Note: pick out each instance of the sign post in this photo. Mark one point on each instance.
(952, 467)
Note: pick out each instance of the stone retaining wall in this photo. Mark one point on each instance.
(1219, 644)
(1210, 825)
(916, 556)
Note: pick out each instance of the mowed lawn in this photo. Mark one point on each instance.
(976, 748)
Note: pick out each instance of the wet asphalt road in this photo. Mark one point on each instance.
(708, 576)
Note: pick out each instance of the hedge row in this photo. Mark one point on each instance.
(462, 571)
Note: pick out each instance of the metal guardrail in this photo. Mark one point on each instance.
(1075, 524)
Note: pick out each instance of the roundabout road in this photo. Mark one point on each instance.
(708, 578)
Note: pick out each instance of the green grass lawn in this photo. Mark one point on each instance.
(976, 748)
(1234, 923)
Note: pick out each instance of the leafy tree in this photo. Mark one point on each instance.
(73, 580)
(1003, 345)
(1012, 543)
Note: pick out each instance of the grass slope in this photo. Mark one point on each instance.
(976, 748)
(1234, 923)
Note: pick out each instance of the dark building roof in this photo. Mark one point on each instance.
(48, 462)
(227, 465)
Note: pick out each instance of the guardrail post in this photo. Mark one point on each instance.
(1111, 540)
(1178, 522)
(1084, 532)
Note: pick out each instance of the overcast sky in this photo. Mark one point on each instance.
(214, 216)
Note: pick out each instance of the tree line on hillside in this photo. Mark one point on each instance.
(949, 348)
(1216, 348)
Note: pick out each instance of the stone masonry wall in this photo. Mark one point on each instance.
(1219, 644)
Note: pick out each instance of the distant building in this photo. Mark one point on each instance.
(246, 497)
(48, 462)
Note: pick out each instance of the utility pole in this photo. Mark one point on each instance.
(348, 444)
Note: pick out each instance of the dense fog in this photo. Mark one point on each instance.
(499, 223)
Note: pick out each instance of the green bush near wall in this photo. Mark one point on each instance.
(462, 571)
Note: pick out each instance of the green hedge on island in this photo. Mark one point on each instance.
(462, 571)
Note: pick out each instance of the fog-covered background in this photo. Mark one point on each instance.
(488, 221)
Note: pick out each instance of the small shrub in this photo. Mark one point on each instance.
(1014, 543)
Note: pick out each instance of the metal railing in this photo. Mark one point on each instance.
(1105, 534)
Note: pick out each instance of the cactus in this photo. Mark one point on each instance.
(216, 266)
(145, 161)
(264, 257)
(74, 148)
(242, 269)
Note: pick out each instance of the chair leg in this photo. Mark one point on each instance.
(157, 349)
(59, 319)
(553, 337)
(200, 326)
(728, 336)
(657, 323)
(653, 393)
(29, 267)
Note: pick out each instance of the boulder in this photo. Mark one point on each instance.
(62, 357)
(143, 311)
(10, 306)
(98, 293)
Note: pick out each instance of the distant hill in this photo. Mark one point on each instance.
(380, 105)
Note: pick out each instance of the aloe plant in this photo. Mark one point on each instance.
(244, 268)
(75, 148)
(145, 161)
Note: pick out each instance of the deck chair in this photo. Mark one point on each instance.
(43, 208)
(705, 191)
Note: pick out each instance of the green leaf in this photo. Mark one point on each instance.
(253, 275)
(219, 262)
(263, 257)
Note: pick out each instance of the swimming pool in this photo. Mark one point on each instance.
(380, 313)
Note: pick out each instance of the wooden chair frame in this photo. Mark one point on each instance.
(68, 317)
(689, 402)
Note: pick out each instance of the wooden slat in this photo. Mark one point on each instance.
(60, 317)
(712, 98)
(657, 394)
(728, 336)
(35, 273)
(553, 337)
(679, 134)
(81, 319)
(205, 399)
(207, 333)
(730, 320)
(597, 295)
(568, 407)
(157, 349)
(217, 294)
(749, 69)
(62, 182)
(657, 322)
════════
* _Task statement_
Extract all of the data exactly as written.

* _The output_
Note: pick out each instance of the sign post in this photo. Mark one point on each instance.
(952, 467)
Note: pick out each instance of the stone retaining wall in this photo. Mark one point on each instance.
(1219, 644)
(1210, 825)
(916, 556)
Note: pick out each instance of the mowed lawn in this photo. Mark one point on each instance.
(976, 748)
Note: pick out each instance of the wet asphalt road in this photo. Mark one point on each instance.
(708, 576)
Note: pick out each instance of the hedge row in this photo. Mark one point on each instance.
(462, 571)
Note: pick out each instance of the metal guardrail in this photo. Mark one point on each instance.
(1075, 524)
Note: pick out each instance of the roundabout road in this photo. Mark one point on each instance.
(708, 578)
Note: pick out each instance of the green grass lawn in this photo. Mark one point on each instance.
(976, 748)
(1234, 923)
Note: pick out each instance of the leafy tree in this photo. Mark one point on each instance.
(73, 580)
(1003, 345)
(1012, 543)
Note: pick out each instance of the grass slope in this photo. Mark one point on each instance.
(976, 748)
(1234, 923)
Note: pick out each instance of the dark building roof in this photo. Mark one point on each instance.
(48, 462)
(227, 465)
Note: pick out each instance of the guardrail post in this photo. Mark one point on each instance.
(1111, 540)
(1178, 522)
(1084, 532)
Note: pick out each instance of the overcast sky in this photo. Mark one point on each instance.
(214, 216)
Note: pick out each instance of the tree line on hillside in this photo. Mark one point on each instance.
(949, 348)
(1216, 348)
Note: pick out each instance of the stone masonry wall in this photo. Mark one point on each instance.
(1219, 644)
Note: pick out each instance of the distant building in this photo. Mark one point on each instance.
(246, 497)
(48, 462)
Note: pick out each instance of the utility pole in this photo. Mark one point on each instance.
(348, 444)
Note: pick out each instance of the dense fog in this photo. Mark one point on each instance.
(499, 223)
Note: pick out each instance of the green bush near wall in this photo. Mark one point on each instance.
(462, 571)
Note: pick out each instance of the green hedge on island in this photo. Mark one point on each instance.
(462, 571)
Note: pick out each instance of the fog-covered background in this photo. Mark one point on each instance.
(488, 221)
Note: pick out each instance of the small shrub in this photo. Mark one point on each instance.
(1014, 543)
Note: pick out each instance of the metal railing in this photo. Mark one point on each instance.
(1105, 534)
Note: pick out each instance of the cactus in this photo. Mark one point on each instance.
(216, 266)
(145, 161)
(264, 257)
(74, 148)
(242, 269)
Note: pick out each instance of the chair leg in this photo. Mark one point on each instance.
(157, 349)
(59, 319)
(553, 337)
(200, 326)
(728, 336)
(657, 323)
(653, 393)
(29, 267)
Note: pick out each instance of the boulder in this photo. Mark one point on each instance.
(62, 357)
(143, 311)
(10, 306)
(98, 293)
Note: pick out each instance of the distant hill in this photo. Mark one point on each instance.
(380, 105)
Note: pick out each instance of the aloe plant in this photo. Mark one point on each instance.
(244, 268)
(75, 148)
(145, 161)
Note: pick out each instance of the deck chair in this photo. Mark one point on each instance.
(43, 208)
(705, 191)
Note: pick out each instance of the green leaf in this photo. Mark one point on each instance.
(253, 275)
(219, 262)
(263, 257)
Note: pick out each instance of the swimming pool in this photo. Mark one point on each instance.
(380, 313)
Note: pick out each instance of the wooden chair frame in this photo. Mark one point on each instance.
(68, 317)
(689, 402)
Note: pick out each instance of the wooden slat in this photo. Mark one point on each instance.
(60, 317)
(712, 98)
(657, 394)
(728, 336)
(35, 273)
(553, 337)
(679, 134)
(81, 319)
(205, 399)
(207, 333)
(730, 320)
(597, 295)
(568, 407)
(157, 349)
(217, 294)
(749, 69)
(62, 182)
(657, 322)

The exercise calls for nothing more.